(Beginning of MATERIAL SHOWN)

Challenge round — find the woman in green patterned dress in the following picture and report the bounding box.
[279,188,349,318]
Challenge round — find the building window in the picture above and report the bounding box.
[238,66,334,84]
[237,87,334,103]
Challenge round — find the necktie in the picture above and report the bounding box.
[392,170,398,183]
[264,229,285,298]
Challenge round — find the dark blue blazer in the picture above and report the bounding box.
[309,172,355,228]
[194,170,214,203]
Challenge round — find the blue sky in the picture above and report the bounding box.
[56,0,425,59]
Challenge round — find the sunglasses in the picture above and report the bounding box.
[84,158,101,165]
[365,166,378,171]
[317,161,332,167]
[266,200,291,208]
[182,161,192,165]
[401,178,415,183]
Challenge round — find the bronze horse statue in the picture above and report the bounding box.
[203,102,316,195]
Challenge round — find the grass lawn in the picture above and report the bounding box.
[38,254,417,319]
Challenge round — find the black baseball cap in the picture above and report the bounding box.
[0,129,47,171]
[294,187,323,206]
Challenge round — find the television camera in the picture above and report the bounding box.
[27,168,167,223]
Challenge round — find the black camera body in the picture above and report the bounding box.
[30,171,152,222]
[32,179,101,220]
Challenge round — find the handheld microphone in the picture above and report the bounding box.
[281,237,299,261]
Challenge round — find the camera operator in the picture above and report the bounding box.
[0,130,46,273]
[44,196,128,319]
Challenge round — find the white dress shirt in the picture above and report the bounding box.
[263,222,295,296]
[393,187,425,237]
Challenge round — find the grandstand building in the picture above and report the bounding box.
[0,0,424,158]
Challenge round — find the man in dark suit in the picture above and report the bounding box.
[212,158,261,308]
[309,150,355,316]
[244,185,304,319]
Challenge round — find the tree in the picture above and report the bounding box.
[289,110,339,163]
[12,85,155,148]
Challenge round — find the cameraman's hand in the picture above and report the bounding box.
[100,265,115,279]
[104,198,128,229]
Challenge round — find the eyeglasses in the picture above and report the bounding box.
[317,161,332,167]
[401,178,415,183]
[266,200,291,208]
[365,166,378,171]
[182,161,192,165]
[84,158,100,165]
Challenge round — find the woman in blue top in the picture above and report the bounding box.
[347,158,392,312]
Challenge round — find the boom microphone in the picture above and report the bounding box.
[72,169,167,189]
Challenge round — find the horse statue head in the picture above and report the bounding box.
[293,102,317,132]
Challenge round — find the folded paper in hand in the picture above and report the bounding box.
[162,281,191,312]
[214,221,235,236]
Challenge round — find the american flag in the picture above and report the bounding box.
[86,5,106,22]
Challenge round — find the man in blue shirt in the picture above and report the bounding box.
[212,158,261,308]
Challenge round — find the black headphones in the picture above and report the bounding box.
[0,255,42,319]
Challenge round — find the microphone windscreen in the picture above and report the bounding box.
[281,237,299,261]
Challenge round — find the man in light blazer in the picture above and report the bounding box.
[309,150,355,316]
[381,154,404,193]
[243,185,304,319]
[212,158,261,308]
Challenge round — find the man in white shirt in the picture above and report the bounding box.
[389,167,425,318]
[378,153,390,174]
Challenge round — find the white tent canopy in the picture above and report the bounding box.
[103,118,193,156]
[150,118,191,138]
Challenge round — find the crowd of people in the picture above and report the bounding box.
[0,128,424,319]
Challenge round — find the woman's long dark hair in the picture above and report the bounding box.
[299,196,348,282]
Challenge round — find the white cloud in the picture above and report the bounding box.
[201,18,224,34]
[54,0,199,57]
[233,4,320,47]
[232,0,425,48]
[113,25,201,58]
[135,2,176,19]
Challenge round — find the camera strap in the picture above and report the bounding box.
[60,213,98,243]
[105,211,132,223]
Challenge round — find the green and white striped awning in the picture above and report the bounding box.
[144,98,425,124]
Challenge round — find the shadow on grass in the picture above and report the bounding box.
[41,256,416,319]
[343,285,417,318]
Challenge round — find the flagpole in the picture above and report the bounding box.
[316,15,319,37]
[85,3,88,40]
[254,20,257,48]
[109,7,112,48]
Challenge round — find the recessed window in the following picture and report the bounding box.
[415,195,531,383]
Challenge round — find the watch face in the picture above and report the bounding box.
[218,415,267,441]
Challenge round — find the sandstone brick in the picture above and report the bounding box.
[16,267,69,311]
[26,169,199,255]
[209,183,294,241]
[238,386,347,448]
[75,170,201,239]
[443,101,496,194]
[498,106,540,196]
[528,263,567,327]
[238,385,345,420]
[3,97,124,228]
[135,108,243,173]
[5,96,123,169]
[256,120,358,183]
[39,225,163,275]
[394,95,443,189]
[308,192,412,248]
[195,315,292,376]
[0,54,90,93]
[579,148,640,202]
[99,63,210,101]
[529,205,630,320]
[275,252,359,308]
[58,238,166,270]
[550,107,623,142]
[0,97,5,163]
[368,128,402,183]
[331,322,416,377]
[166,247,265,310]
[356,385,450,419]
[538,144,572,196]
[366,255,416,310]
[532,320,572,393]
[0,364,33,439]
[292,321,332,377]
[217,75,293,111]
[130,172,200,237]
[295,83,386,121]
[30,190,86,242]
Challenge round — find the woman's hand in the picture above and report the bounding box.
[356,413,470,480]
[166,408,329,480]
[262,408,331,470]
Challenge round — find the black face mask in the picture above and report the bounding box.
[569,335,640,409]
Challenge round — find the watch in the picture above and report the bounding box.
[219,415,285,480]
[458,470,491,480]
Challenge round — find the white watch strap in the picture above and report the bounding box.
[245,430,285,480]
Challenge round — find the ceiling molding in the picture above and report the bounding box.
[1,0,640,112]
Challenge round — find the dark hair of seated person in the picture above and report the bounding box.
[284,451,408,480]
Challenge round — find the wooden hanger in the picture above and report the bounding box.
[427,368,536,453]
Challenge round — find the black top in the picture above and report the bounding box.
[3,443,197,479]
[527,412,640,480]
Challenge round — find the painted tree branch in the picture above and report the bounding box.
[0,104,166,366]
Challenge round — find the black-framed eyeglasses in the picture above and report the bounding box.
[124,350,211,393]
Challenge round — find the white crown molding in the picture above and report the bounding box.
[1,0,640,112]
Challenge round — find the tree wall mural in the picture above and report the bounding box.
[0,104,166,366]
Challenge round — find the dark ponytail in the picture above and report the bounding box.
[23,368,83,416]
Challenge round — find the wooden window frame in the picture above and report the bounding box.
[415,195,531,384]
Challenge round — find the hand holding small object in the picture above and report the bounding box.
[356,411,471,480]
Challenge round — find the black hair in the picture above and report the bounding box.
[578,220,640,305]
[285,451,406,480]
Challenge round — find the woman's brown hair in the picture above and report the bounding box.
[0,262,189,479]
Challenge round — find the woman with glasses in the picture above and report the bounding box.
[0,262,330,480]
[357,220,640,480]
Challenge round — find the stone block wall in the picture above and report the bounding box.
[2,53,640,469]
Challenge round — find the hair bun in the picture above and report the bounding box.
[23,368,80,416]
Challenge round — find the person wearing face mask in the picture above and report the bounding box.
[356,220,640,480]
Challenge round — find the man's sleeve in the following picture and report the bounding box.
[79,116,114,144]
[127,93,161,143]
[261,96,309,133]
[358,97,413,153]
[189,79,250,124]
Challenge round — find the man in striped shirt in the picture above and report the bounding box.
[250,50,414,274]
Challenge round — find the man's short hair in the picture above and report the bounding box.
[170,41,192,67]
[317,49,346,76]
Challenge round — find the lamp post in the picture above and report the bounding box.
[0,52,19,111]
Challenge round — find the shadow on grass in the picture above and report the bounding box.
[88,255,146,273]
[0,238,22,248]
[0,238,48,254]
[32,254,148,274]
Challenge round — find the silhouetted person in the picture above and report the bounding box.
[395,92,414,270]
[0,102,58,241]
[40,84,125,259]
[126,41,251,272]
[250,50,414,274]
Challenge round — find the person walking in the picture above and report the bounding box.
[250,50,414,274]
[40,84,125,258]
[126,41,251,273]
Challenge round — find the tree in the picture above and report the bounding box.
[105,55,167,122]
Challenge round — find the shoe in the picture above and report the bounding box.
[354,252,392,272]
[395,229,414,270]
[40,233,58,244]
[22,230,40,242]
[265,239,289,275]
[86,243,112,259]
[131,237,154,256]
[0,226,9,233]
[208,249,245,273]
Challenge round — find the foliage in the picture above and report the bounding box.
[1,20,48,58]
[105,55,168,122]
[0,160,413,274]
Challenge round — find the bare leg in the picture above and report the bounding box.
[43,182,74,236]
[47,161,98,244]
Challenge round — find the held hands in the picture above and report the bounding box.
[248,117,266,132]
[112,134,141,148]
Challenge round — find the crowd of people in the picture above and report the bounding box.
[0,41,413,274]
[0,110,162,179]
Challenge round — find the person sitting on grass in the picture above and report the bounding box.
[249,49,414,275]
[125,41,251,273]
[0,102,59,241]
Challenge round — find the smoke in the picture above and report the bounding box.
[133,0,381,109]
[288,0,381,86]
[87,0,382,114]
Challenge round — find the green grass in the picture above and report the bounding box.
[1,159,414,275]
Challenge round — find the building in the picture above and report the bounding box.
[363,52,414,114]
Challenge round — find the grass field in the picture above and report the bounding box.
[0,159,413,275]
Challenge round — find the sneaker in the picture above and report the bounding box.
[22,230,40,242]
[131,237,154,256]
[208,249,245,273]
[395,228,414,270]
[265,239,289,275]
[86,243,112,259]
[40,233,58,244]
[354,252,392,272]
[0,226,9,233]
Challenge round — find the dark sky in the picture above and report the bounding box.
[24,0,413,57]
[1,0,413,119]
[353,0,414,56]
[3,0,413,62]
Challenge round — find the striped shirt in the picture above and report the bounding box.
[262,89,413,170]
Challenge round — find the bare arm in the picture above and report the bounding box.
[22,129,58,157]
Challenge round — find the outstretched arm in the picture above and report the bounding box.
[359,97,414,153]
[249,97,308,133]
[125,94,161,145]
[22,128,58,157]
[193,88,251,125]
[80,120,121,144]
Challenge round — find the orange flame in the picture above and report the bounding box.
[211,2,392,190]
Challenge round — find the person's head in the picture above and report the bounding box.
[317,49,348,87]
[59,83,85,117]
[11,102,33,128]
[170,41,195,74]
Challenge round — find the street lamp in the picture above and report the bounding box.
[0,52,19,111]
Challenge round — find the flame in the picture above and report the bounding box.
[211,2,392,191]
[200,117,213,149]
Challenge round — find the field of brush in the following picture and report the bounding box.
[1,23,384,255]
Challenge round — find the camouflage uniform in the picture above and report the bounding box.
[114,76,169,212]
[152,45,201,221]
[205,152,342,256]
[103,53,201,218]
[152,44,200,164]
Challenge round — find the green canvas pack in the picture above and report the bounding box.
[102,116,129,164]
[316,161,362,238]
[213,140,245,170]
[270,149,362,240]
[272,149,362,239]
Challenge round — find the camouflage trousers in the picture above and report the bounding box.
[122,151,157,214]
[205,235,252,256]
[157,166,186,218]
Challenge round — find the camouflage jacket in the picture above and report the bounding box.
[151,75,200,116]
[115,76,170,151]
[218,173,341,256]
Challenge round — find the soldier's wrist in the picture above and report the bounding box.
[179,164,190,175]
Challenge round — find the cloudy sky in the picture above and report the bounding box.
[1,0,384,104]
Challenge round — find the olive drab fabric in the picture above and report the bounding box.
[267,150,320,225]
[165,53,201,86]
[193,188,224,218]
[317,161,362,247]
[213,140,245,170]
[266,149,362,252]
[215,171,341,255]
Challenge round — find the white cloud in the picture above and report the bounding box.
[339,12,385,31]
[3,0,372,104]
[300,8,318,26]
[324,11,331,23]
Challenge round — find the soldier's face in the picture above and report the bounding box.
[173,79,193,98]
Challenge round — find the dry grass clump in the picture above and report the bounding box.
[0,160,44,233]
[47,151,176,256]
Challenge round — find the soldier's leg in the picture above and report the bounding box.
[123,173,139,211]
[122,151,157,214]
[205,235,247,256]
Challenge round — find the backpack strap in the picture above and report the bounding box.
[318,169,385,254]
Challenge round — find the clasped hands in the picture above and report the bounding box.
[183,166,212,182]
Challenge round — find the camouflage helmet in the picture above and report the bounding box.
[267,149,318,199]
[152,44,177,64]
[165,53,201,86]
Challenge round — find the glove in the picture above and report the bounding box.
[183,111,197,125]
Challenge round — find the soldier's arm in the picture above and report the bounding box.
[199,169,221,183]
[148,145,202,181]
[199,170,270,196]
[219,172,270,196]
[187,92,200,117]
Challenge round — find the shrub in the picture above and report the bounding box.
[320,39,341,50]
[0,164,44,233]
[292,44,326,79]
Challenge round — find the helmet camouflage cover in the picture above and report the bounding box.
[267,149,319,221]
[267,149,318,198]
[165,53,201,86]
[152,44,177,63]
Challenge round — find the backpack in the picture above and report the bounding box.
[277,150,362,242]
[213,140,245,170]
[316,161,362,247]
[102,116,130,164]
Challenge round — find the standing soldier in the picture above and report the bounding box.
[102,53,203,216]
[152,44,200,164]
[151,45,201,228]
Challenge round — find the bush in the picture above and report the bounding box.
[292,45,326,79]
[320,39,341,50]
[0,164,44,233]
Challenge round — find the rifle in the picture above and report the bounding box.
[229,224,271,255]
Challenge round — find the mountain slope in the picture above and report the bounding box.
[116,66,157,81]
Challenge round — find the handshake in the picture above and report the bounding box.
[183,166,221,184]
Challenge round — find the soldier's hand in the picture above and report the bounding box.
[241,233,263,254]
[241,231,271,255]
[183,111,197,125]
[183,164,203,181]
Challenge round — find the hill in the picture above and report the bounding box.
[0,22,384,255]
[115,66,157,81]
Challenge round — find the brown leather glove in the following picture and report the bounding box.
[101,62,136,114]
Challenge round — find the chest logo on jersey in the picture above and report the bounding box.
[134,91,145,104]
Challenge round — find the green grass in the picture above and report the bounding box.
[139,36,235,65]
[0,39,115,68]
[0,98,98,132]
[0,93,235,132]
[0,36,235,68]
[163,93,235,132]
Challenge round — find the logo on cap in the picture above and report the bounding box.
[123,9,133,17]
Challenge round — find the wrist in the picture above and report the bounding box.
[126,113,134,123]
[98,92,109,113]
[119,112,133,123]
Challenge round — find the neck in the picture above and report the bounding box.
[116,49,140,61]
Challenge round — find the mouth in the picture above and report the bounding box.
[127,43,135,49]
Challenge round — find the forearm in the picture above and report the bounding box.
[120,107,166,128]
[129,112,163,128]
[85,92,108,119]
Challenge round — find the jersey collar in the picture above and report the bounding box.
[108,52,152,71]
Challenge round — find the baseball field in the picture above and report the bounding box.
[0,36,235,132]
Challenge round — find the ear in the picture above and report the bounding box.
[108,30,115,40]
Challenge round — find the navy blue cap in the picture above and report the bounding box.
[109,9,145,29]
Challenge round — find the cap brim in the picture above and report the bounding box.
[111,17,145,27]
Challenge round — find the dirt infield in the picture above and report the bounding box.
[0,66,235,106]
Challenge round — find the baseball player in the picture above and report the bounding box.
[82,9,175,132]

(End of MATERIAL SHOWN)

**ABOUT THIS EXERCISE:** Print nothing but the lines from the one containing "Challenge round — find the baseball player" through the end of the listing above, exactly as written.

**THE ANSWER:**
Challenge round — find the baseball player in the picture above and report the bounding box.
[82,9,175,132]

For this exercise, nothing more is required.